## WRITTEN REQUEST
Count the lines below that contain the string "cloud", treating case as significant. Give only the number.

(Labeled contour entries)
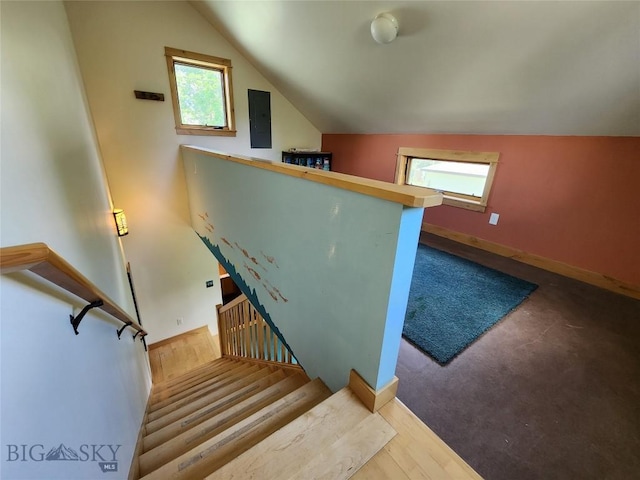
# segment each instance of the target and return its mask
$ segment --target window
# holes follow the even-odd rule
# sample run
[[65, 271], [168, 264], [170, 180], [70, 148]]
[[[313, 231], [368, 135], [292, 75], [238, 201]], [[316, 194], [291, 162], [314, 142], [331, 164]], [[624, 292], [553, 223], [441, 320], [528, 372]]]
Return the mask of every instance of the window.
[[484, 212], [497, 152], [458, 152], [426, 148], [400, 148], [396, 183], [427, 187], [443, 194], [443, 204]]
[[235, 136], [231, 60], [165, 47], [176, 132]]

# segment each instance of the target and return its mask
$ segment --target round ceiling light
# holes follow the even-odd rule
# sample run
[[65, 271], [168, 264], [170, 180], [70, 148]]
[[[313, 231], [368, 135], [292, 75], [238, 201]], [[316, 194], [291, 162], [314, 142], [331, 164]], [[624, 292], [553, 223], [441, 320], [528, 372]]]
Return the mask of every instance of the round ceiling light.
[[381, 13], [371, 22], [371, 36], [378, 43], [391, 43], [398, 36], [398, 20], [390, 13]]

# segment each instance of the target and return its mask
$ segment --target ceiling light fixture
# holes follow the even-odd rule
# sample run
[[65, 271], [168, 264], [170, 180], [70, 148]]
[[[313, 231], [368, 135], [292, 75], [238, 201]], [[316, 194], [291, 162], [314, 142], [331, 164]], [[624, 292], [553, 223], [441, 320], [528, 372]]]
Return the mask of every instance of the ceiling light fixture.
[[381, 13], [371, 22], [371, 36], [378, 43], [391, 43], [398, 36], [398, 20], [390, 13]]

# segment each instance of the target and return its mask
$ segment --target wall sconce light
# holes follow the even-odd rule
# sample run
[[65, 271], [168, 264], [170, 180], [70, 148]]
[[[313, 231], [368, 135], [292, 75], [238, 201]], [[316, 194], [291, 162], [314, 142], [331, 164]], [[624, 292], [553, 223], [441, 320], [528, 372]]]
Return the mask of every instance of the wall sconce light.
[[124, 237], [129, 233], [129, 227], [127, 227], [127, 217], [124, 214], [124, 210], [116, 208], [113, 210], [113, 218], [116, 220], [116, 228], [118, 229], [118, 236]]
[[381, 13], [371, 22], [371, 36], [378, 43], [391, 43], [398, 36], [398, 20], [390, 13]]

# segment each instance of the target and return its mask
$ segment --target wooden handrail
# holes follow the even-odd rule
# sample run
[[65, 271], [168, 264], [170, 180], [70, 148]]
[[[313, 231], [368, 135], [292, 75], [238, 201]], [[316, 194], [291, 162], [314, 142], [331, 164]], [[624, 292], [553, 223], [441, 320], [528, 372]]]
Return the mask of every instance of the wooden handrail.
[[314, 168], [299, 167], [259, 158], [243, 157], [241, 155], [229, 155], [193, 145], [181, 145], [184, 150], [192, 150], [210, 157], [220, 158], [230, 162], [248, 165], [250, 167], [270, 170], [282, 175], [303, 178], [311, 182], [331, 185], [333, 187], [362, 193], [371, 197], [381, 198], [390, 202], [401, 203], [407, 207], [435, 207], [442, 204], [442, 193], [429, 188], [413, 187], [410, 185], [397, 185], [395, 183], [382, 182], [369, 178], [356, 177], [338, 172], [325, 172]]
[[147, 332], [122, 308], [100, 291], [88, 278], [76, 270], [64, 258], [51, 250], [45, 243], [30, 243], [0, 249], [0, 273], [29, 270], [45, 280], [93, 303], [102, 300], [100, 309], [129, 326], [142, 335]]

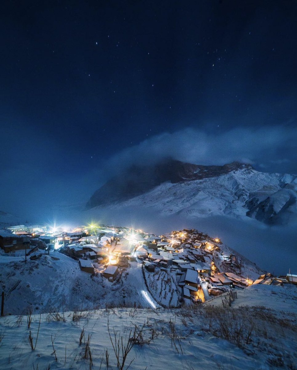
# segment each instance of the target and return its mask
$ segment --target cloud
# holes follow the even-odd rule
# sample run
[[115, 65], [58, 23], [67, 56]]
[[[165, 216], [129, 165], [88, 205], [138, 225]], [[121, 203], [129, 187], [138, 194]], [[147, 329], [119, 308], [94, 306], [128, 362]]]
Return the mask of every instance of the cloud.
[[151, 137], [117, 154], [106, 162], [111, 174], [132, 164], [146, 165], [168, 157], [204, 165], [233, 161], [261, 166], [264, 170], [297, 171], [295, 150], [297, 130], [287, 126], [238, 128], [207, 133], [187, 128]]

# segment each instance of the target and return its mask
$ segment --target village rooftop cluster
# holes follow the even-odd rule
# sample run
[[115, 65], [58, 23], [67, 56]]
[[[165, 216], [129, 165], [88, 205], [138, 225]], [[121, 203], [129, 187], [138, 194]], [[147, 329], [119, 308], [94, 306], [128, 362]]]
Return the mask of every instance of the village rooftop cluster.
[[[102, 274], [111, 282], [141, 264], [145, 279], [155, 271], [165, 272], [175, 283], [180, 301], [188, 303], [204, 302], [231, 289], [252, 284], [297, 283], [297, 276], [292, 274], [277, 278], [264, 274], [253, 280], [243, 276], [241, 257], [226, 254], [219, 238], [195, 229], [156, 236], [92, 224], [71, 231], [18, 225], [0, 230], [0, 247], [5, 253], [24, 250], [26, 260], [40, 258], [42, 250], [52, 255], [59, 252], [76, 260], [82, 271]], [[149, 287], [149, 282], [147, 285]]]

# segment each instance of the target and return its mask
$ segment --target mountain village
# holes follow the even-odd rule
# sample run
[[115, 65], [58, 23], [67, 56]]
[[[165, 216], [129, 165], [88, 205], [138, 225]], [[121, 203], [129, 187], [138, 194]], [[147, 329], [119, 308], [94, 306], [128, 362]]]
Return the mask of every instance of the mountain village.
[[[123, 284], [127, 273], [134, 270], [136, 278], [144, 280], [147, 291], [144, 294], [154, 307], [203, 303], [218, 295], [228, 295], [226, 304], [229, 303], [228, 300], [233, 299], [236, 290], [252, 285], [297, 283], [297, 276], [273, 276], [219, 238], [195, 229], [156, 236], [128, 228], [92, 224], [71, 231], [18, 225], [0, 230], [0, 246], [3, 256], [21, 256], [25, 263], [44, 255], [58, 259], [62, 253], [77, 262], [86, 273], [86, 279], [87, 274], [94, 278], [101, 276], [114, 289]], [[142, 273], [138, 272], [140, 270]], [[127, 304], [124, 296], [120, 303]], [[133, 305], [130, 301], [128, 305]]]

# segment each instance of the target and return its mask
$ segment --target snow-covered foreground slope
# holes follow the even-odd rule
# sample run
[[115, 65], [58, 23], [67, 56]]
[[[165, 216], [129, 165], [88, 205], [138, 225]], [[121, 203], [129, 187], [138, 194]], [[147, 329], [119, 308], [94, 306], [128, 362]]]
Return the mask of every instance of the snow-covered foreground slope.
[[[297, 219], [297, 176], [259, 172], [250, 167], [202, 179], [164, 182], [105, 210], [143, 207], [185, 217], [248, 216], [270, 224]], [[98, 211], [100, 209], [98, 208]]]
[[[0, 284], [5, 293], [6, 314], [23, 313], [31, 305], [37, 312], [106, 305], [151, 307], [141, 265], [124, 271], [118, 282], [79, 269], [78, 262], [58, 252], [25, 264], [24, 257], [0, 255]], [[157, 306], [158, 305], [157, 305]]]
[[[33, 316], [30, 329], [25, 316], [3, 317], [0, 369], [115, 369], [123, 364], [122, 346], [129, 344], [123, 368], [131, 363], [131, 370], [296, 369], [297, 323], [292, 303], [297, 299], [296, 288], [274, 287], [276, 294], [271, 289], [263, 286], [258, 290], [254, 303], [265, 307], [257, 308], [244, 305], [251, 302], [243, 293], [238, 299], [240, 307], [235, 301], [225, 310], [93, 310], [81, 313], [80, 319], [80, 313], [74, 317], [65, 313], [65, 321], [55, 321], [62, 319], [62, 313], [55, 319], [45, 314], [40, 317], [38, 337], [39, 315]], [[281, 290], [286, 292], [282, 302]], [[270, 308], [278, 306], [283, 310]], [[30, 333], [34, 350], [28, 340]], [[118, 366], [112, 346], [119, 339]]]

==

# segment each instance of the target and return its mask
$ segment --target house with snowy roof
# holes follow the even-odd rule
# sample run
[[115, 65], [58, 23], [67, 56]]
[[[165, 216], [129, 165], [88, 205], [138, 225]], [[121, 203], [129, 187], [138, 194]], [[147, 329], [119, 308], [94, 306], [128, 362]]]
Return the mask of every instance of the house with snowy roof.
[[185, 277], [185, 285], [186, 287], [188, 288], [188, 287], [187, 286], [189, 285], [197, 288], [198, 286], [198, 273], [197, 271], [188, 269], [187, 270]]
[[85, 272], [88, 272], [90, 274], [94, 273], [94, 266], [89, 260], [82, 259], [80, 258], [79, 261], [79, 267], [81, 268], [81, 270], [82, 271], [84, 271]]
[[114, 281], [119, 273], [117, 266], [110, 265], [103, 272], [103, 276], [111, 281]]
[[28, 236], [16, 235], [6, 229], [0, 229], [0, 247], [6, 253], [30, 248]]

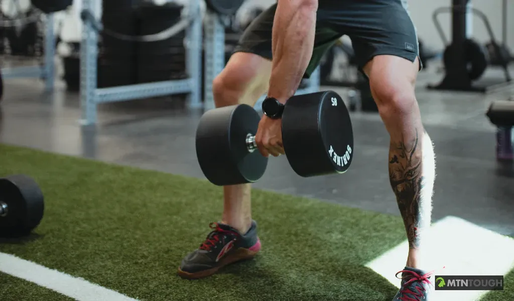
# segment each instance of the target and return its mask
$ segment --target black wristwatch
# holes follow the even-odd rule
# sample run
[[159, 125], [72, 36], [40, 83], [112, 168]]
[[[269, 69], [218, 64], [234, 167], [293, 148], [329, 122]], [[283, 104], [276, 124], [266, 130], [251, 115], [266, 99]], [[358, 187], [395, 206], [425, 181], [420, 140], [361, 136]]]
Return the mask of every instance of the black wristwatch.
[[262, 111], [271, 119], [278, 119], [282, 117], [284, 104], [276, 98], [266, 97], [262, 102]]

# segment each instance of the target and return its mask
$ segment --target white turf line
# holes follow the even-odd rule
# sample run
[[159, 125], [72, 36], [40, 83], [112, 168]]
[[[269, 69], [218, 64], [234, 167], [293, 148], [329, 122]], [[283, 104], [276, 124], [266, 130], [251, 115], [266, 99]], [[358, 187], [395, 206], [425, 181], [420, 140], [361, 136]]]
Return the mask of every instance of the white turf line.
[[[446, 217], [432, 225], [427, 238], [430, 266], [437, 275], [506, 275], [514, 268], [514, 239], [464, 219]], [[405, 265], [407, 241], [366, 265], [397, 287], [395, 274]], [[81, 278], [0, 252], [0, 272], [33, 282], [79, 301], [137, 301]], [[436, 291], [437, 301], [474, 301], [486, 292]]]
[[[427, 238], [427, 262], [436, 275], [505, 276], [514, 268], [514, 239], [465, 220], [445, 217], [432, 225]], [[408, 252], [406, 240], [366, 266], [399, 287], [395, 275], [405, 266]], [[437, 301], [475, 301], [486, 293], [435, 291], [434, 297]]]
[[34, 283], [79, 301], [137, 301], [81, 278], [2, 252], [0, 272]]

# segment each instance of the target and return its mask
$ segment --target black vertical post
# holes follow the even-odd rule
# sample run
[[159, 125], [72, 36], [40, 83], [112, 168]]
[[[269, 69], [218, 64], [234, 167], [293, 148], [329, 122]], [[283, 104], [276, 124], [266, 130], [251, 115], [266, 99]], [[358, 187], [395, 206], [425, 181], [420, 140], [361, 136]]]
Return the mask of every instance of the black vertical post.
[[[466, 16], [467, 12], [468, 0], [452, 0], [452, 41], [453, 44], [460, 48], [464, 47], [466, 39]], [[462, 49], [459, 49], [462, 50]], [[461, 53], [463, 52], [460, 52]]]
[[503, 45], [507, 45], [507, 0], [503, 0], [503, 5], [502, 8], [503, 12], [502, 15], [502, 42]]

...

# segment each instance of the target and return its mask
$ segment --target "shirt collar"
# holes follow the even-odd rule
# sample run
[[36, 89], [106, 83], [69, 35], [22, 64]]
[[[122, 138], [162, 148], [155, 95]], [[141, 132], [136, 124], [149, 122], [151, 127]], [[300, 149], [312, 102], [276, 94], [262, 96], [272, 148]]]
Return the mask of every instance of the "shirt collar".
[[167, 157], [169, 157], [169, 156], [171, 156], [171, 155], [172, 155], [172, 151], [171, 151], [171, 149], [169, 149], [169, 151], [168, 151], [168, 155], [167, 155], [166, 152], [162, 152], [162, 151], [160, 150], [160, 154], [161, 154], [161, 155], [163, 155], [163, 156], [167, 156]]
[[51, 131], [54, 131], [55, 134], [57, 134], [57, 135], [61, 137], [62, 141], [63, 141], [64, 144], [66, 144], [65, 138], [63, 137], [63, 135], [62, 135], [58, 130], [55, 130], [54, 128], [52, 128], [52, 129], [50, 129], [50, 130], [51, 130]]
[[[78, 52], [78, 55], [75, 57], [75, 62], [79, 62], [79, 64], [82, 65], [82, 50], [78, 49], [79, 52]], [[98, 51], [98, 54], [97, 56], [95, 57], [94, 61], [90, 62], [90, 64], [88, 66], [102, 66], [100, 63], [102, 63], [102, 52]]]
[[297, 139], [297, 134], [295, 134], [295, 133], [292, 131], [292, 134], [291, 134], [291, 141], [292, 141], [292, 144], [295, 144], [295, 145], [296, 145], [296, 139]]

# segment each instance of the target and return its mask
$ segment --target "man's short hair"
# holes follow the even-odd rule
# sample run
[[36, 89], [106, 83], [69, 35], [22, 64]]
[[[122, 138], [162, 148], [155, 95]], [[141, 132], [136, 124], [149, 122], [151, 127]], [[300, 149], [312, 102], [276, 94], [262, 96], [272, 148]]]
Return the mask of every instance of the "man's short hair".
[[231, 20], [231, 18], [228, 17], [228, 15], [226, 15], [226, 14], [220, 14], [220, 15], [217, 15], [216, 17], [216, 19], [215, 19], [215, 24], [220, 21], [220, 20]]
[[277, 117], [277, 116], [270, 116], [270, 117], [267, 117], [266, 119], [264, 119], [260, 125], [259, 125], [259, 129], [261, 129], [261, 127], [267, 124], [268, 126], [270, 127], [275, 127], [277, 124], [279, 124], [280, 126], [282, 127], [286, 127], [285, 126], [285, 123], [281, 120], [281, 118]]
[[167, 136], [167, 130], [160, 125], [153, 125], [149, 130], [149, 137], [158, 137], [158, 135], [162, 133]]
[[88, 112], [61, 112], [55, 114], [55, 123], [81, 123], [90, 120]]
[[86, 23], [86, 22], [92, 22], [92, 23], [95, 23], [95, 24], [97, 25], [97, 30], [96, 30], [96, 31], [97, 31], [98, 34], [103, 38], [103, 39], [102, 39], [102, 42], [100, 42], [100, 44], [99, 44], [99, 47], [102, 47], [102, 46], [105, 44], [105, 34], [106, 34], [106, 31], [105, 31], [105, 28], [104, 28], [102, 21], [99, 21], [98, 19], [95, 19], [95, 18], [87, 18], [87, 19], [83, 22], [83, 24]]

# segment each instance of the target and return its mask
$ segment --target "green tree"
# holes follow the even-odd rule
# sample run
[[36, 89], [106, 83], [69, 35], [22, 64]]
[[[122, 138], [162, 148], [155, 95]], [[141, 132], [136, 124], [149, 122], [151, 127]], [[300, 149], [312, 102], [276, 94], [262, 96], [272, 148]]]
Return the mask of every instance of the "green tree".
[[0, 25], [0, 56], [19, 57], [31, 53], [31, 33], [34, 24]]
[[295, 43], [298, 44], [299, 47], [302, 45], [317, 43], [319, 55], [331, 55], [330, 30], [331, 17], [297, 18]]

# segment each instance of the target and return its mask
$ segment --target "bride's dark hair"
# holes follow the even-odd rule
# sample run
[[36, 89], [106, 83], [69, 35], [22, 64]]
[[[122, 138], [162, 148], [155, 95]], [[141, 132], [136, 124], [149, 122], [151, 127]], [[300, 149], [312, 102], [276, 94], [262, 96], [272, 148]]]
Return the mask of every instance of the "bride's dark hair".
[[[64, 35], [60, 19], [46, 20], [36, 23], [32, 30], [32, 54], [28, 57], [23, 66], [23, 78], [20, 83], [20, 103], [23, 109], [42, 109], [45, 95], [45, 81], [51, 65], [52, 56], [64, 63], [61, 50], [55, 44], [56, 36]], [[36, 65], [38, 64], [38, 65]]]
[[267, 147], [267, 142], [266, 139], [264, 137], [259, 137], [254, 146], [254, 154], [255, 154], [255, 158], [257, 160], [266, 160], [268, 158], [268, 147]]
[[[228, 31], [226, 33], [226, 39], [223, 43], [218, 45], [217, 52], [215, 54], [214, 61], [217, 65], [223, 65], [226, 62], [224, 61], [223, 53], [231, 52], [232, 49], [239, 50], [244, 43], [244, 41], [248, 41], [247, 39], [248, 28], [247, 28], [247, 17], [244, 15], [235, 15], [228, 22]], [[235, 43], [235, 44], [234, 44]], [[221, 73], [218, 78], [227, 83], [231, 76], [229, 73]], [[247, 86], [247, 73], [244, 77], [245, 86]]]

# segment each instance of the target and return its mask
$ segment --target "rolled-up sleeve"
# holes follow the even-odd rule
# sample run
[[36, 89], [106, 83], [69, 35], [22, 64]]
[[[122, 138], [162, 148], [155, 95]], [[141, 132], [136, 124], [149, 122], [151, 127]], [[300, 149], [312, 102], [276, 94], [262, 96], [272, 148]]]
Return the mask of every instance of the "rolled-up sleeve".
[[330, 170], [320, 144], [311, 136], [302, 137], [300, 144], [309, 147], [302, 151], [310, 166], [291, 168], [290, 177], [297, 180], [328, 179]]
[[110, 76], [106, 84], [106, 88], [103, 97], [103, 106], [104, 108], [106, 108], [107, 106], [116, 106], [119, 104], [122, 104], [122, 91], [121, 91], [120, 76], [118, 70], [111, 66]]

## THE REPLY
2